## Pointing and labeling items
= = =

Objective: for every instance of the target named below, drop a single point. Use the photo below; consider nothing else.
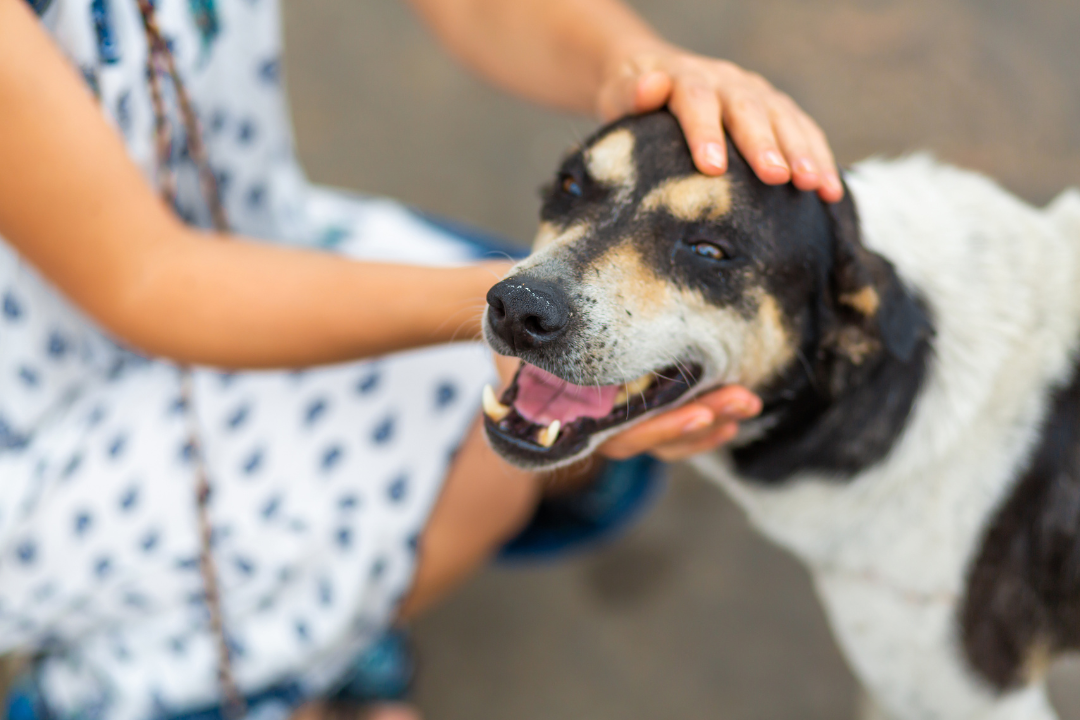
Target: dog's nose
(527, 313)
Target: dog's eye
(571, 186)
(707, 250)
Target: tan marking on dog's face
(632, 285)
(691, 198)
(768, 347)
(865, 301)
(610, 161)
(549, 233)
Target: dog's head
(651, 282)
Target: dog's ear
(867, 308)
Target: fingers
(750, 123)
(703, 424)
(698, 108)
(712, 97)
(505, 366)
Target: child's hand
(779, 140)
(701, 425)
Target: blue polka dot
(244, 565)
(100, 14)
(270, 507)
(445, 394)
(253, 463)
(12, 309)
(129, 499)
(315, 410)
(149, 541)
(246, 132)
(383, 432)
(332, 457)
(103, 567)
(117, 446)
(224, 179)
(29, 376)
(72, 466)
(82, 522)
(270, 70)
(367, 384)
(397, 488)
(239, 417)
(57, 345)
(218, 533)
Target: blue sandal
(577, 521)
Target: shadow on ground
(691, 615)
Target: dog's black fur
(862, 345)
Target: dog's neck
(807, 425)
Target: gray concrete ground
(691, 615)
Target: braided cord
(161, 62)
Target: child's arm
(78, 208)
(597, 56)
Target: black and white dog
(920, 442)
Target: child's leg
(483, 504)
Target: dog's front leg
(903, 647)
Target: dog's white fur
(889, 549)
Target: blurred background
(690, 614)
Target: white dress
(323, 478)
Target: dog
(915, 347)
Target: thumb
(632, 92)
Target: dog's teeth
(493, 408)
(633, 388)
(548, 435)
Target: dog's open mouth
(542, 418)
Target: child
(340, 499)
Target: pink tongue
(542, 397)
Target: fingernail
(700, 421)
(773, 158)
(739, 409)
(714, 154)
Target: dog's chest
(1000, 281)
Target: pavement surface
(690, 615)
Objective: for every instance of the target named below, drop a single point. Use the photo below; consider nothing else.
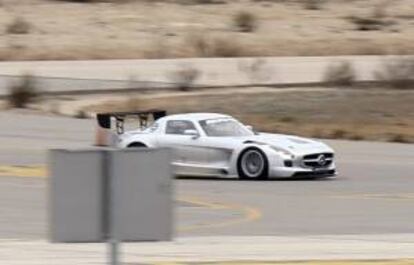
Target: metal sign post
(109, 209)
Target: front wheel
(252, 164)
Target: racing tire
(136, 145)
(252, 164)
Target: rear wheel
(252, 164)
(137, 145)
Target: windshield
(224, 127)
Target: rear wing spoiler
(105, 137)
(104, 119)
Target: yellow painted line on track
(247, 213)
(23, 171)
(329, 262)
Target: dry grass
(341, 114)
(245, 21)
(23, 92)
(340, 74)
(185, 77)
(18, 26)
(152, 29)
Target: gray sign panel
(143, 194)
(93, 191)
(76, 196)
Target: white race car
(209, 144)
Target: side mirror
(192, 132)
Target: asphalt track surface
(373, 194)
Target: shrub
(18, 26)
(257, 70)
(225, 47)
(23, 92)
(185, 77)
(313, 4)
(338, 134)
(397, 73)
(398, 138)
(340, 74)
(245, 21)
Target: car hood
(293, 144)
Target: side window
(179, 126)
(152, 128)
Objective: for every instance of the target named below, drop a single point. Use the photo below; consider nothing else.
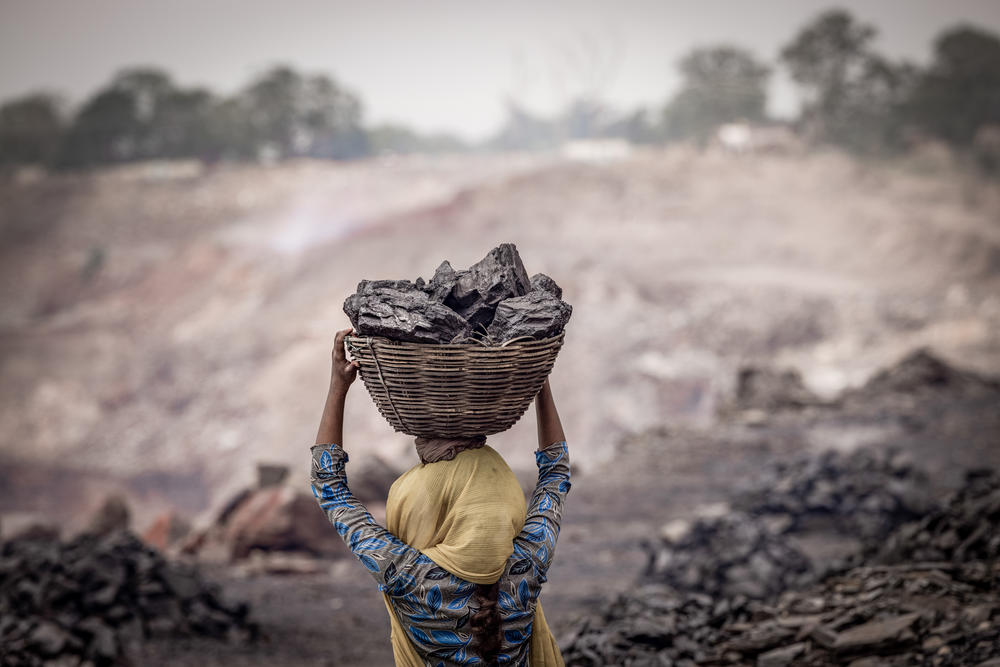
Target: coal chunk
(541, 282)
(498, 276)
(443, 282)
(459, 305)
(402, 311)
(537, 314)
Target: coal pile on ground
(909, 614)
(865, 493)
(733, 554)
(94, 599)
(493, 301)
(929, 596)
(653, 625)
(967, 528)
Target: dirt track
(198, 344)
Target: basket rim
(514, 343)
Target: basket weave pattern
(455, 391)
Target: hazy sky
(433, 65)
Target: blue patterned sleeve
(537, 540)
(390, 561)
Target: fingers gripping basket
(457, 391)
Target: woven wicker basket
(457, 391)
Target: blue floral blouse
(432, 604)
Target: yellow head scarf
(463, 514)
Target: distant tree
(294, 115)
(182, 125)
(853, 97)
(827, 54)
(30, 130)
(721, 84)
(960, 91)
(637, 127)
(118, 123)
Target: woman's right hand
(344, 372)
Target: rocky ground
(742, 344)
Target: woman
(463, 560)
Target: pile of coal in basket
(492, 302)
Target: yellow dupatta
(463, 514)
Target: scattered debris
(276, 518)
(966, 528)
(95, 598)
(493, 300)
(865, 493)
(167, 531)
(112, 515)
(733, 554)
(927, 594)
(767, 389)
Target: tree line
(853, 97)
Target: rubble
(865, 493)
(95, 598)
(402, 313)
(269, 519)
(734, 554)
(536, 314)
(498, 276)
(966, 528)
(914, 613)
(928, 595)
(920, 371)
(769, 390)
(492, 301)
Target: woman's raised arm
(549, 426)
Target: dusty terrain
(163, 329)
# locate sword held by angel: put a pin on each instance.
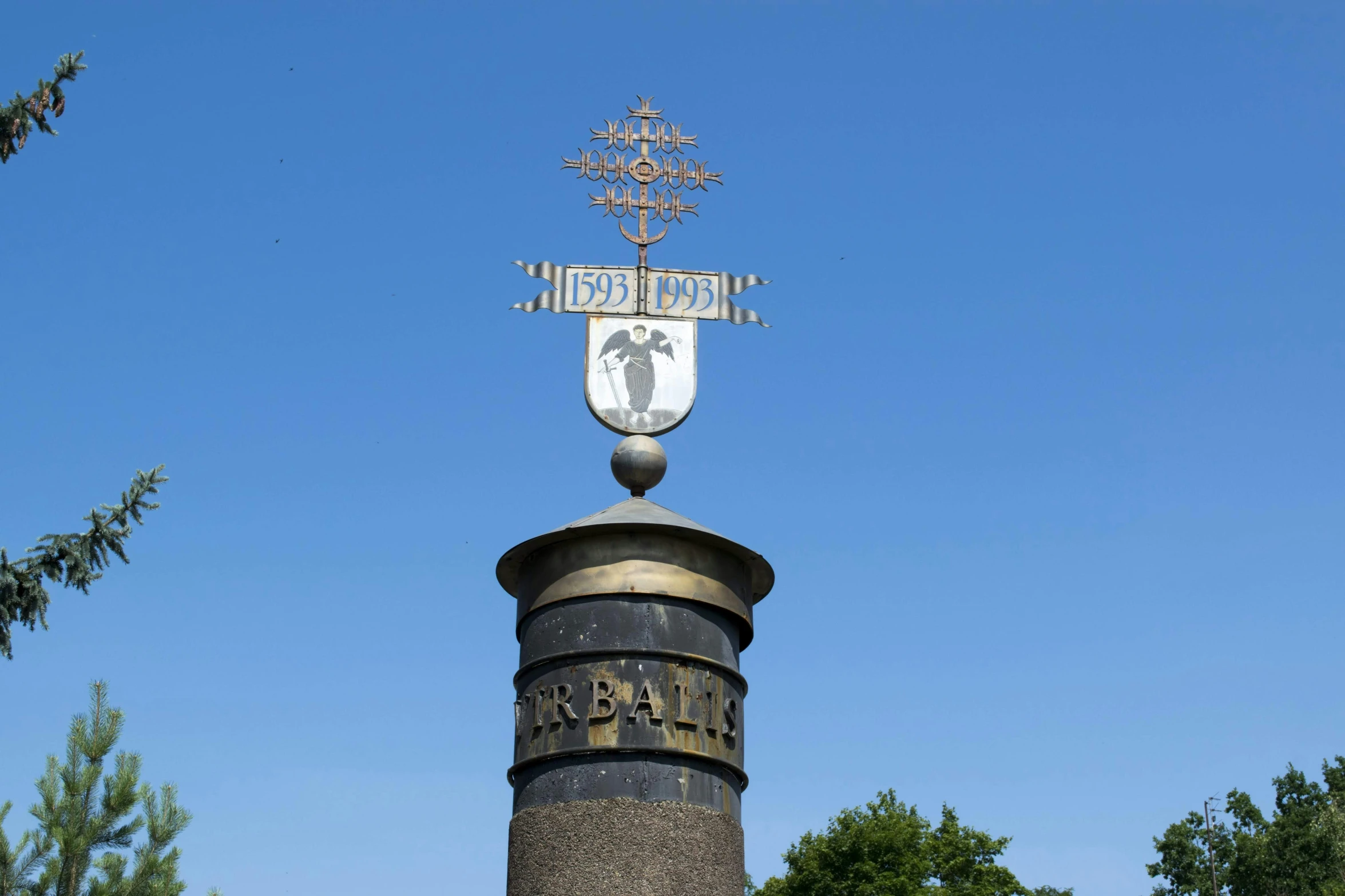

= = =

## PROBLEM
Reproduce every item above word for word, leaving out the pictures.

## WRITTEN SOLUTION
Objective: for every instance of the target named below, drop a single point. Use the photo below; consider nothing else.
Target: dog's nose
(527, 313)
Target: dog's eye
(571, 186)
(707, 250)
Target: tan marking on dog's face
(632, 285)
(691, 198)
(768, 347)
(865, 301)
(610, 161)
(549, 233)
Target: dog's head
(651, 282)
Target: dog's ear
(867, 308)
Target: fingers
(750, 123)
(703, 424)
(698, 108)
(712, 97)
(505, 366)
Target: child's hand
(779, 140)
(701, 425)
Target: blue polka dot
(244, 565)
(100, 14)
(270, 507)
(445, 394)
(253, 463)
(12, 309)
(129, 499)
(315, 410)
(149, 541)
(246, 132)
(383, 432)
(332, 457)
(103, 567)
(117, 446)
(224, 179)
(29, 376)
(72, 466)
(82, 522)
(270, 70)
(367, 384)
(397, 488)
(239, 417)
(57, 345)
(218, 533)
Target: blue sandal
(577, 521)
Target: shadow on ground
(691, 615)
Target: dog's black fur
(862, 345)
Target: dog's neck
(807, 425)
Target: gray concrete ground
(691, 615)
Target: braided cord
(161, 62)
Target: child's arm
(78, 208)
(597, 56)
Target: black and white dog
(920, 442)
Target: child's leg
(483, 504)
Target: dog's front leg
(903, 647)
Target: dog's white fur
(889, 549)
Target: blurred background
(690, 614)
Target: white dress
(323, 478)
Target: dog
(915, 347)
Target: thumb
(632, 92)
Target: dog's teeth
(493, 408)
(633, 388)
(548, 435)
Target: dog's open mouth
(542, 418)
Target: child
(340, 499)
Target: pink tongue
(542, 397)
Target: fingernail
(700, 421)
(773, 158)
(739, 409)
(714, 154)
Target: dog's chest
(1000, 281)
Target: pavement surface
(690, 615)
Objective: for every instance of the target named below, drop a single point. Use the photo below; consider nothing else.
Target: metal sign post
(109, 209)
Target: front wheel
(252, 164)
Target: racing tire
(136, 145)
(252, 164)
Target: rear wheel
(252, 164)
(137, 145)
Target: windshield
(224, 127)
Target: rear wing spoiler
(105, 137)
(104, 119)
Target: yellow painted line on track
(247, 213)
(23, 171)
(329, 262)
Target: dry grass
(341, 114)
(245, 21)
(23, 92)
(340, 74)
(185, 77)
(18, 26)
(152, 29)
Target: gray sign panel
(143, 194)
(93, 191)
(76, 196)
Target: white race car
(209, 144)
Target: side mirror
(192, 132)
Target: asphalt track surface
(373, 194)
Target: shrub
(18, 26)
(257, 70)
(225, 47)
(23, 92)
(185, 77)
(313, 4)
(338, 134)
(397, 73)
(398, 138)
(340, 74)
(245, 21)
Target: car hood
(293, 144)
Target: side window
(179, 126)
(152, 128)
Objective: for every instance of the target named below, drop a single point. Use the photo below; consider nothing else.
Target: coal chunk
(541, 282)
(498, 276)
(443, 282)
(459, 305)
(402, 311)
(537, 314)
Target: coal pile on ground
(909, 614)
(865, 493)
(733, 554)
(94, 599)
(493, 301)
(929, 596)
(653, 625)
(967, 528)
Target: dirt track
(198, 344)
Target: basket rim
(514, 343)
Target: basket weave pattern
(455, 391)
Target: hazy sky
(433, 65)
Target: blue patterned sleeve
(537, 540)
(390, 561)
Target: fingers gripping basket
(457, 391)
Target: woven wicker basket
(457, 391)
Target: blue floral blouse
(432, 604)
Target: yellow head scarf
(463, 514)
Target: distant tree
(294, 115)
(182, 125)
(853, 97)
(827, 54)
(30, 130)
(721, 84)
(960, 91)
(637, 127)
(118, 123)
Target: woman's right hand
(344, 372)
Target: rocky ground
(742, 344)
Target: woman
(463, 560)
Target: pile of coal in basket
(492, 302)
Target: yellow dupatta
(463, 514)
Target: scattered debris
(276, 518)
(966, 528)
(95, 598)
(493, 300)
(865, 493)
(167, 531)
(112, 515)
(733, 554)
(927, 594)
(767, 389)
Target: tree line
(853, 97)
Target: rubble
(865, 493)
(95, 598)
(402, 313)
(269, 519)
(734, 554)
(536, 314)
(498, 276)
(966, 528)
(914, 613)
(928, 595)
(920, 371)
(769, 390)
(492, 301)
Target: woman's raised arm
(549, 426)
Target: dusty terrain
(163, 329)
# locate sword held by angel: put a pin on each instance.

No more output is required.